Try it
Report each line of the data that has "setting" somewhere in it.

Working data

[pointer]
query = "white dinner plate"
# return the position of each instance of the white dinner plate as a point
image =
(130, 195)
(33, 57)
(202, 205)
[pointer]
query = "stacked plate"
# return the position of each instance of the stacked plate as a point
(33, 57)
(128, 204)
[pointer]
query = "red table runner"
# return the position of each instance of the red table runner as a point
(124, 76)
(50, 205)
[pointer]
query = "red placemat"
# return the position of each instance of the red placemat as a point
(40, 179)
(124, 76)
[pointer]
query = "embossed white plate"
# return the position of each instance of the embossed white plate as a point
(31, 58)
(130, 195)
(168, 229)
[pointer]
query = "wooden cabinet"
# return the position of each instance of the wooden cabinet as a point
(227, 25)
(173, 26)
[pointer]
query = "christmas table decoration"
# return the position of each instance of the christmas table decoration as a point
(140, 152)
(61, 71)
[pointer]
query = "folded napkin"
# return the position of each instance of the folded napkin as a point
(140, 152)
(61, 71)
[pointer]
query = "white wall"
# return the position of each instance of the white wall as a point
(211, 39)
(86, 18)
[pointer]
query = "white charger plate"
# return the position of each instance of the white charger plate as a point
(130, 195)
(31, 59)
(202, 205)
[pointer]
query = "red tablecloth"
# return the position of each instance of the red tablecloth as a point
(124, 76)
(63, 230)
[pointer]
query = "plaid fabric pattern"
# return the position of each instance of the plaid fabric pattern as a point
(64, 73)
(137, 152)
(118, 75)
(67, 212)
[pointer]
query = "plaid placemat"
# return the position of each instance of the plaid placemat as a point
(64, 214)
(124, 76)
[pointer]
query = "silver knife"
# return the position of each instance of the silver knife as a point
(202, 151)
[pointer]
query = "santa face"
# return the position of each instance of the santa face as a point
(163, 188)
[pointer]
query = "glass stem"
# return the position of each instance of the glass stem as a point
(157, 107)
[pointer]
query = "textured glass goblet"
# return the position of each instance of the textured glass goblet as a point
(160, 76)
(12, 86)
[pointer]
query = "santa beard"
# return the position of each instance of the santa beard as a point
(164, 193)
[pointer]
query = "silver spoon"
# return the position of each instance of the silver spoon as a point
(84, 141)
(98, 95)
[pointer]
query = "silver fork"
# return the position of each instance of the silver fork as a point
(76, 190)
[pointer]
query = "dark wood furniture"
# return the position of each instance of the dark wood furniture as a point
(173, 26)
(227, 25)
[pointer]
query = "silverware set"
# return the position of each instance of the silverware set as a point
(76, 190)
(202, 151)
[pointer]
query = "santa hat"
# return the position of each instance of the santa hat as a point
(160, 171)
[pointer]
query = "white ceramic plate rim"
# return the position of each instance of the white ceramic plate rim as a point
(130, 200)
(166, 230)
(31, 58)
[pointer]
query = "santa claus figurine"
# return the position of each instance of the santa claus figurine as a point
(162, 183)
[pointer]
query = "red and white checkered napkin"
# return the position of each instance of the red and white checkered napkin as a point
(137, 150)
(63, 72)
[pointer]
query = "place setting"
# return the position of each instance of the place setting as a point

Output below
query = "place setting"
# return the position of each instance of the place setting as a point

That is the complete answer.